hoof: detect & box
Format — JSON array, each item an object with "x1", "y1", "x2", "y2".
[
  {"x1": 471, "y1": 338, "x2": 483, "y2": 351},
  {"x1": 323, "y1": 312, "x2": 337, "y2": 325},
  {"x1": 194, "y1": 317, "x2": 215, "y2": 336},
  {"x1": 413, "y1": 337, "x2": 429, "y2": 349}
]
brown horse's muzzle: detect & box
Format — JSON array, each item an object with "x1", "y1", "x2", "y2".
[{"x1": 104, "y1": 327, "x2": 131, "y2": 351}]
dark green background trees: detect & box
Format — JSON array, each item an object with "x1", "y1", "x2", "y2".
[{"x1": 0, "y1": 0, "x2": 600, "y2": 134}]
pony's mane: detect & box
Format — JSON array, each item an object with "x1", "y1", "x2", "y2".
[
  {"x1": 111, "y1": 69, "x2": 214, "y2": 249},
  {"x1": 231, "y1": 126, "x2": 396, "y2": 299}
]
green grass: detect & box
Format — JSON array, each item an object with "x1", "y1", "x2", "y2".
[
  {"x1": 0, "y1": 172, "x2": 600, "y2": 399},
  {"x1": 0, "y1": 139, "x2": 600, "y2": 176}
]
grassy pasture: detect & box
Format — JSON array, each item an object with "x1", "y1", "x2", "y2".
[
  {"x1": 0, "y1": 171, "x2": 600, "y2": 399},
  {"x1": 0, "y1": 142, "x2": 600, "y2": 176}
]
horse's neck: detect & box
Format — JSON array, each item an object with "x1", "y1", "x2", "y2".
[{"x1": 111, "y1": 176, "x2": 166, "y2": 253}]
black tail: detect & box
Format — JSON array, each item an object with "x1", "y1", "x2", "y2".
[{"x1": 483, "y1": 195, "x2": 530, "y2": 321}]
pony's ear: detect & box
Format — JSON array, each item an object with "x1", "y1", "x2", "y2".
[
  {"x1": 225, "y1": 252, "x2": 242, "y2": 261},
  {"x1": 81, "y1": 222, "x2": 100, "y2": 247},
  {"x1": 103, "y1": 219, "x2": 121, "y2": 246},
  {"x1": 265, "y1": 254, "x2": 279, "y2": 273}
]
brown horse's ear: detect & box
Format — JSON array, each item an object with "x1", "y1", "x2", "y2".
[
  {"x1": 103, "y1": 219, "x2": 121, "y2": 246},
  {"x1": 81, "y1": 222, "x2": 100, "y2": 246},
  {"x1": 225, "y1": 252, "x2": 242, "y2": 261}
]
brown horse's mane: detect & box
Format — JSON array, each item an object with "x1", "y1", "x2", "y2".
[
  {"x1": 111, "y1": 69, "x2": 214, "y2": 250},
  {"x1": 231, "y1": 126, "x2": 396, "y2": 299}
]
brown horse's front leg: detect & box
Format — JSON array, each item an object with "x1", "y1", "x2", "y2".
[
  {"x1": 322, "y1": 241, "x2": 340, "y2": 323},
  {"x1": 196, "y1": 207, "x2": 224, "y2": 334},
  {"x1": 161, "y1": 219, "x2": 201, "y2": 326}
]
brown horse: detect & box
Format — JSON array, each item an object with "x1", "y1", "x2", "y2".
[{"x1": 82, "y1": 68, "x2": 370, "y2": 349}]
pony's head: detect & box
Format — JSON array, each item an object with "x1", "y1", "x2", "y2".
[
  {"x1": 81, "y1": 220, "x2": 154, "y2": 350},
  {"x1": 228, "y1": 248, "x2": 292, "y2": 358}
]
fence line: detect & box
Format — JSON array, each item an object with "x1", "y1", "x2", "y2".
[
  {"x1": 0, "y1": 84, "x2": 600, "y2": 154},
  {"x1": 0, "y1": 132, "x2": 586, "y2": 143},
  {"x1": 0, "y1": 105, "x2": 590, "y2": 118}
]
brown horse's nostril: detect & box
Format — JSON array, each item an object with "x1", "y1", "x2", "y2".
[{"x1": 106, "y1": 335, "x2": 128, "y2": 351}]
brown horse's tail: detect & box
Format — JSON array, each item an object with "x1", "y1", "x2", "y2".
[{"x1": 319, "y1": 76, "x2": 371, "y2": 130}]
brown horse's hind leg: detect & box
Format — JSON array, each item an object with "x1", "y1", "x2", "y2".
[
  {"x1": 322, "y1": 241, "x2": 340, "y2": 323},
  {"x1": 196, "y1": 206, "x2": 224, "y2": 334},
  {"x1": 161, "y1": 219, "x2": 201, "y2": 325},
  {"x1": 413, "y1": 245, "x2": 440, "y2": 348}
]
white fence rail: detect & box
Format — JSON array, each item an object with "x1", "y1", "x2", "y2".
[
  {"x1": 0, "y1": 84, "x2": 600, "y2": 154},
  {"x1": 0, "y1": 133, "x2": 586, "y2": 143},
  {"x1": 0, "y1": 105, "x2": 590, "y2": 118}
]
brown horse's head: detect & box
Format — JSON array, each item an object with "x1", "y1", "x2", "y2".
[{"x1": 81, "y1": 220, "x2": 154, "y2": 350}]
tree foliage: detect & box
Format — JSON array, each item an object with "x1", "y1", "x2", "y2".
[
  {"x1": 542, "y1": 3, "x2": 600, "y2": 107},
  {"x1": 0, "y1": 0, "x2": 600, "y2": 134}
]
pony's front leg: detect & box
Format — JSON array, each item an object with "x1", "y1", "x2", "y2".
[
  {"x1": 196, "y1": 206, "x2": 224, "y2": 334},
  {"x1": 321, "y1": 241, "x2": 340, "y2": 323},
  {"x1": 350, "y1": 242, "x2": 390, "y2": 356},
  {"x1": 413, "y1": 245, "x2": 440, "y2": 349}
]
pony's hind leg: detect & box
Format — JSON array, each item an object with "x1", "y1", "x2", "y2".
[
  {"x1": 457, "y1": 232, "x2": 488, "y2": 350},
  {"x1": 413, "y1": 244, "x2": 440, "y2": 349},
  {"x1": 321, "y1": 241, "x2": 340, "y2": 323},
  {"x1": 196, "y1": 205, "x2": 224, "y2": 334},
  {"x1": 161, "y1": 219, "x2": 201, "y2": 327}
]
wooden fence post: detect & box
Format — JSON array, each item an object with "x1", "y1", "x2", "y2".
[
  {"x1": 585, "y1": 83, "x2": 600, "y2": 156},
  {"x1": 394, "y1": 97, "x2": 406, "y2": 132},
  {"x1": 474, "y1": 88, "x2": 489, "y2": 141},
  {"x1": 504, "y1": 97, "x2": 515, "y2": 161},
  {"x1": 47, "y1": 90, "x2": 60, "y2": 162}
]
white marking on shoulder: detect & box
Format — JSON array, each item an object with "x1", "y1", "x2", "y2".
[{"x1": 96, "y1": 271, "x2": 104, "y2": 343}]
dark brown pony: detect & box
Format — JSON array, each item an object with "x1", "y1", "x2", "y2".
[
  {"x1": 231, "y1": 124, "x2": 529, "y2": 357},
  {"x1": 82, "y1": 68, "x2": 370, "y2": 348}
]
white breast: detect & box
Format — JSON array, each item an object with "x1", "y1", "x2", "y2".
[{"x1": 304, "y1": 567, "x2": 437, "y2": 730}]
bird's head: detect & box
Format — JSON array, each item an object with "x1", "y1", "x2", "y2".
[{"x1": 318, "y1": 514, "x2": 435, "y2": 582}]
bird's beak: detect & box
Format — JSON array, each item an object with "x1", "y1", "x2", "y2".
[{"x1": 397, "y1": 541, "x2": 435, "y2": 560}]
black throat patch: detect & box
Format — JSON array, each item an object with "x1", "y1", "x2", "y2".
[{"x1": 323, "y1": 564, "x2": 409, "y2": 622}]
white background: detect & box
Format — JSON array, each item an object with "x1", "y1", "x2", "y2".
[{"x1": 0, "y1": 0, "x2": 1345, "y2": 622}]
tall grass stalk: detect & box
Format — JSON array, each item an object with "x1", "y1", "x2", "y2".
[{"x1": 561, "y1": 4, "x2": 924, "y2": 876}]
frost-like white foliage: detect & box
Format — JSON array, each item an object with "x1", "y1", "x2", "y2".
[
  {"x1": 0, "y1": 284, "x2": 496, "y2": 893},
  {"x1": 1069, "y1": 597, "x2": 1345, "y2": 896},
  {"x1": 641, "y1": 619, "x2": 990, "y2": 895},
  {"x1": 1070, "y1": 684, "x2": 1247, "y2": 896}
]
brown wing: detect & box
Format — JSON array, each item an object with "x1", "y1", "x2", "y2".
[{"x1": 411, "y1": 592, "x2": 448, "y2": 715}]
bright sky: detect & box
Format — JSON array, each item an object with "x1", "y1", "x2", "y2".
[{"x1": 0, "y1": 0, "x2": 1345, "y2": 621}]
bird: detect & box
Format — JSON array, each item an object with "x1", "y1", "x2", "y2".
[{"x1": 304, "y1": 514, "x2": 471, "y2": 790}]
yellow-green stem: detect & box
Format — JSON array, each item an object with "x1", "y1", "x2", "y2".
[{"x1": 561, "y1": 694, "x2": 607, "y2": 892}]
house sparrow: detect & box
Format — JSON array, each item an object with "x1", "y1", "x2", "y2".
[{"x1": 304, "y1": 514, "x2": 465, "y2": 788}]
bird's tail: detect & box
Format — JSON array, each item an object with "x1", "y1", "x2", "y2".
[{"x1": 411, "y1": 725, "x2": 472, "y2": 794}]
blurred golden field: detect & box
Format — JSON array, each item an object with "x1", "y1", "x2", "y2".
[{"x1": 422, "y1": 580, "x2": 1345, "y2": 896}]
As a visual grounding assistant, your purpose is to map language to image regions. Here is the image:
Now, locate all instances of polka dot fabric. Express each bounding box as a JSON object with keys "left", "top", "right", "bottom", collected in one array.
══════════════════════════════
WHAT YOU NEED TO DO – Find every line in the records that contains the string "tail" and copy each of those lines.

SOLUTION –
black tail: detect & box
brown horse's tail: detect & box
bird's tail: detect & box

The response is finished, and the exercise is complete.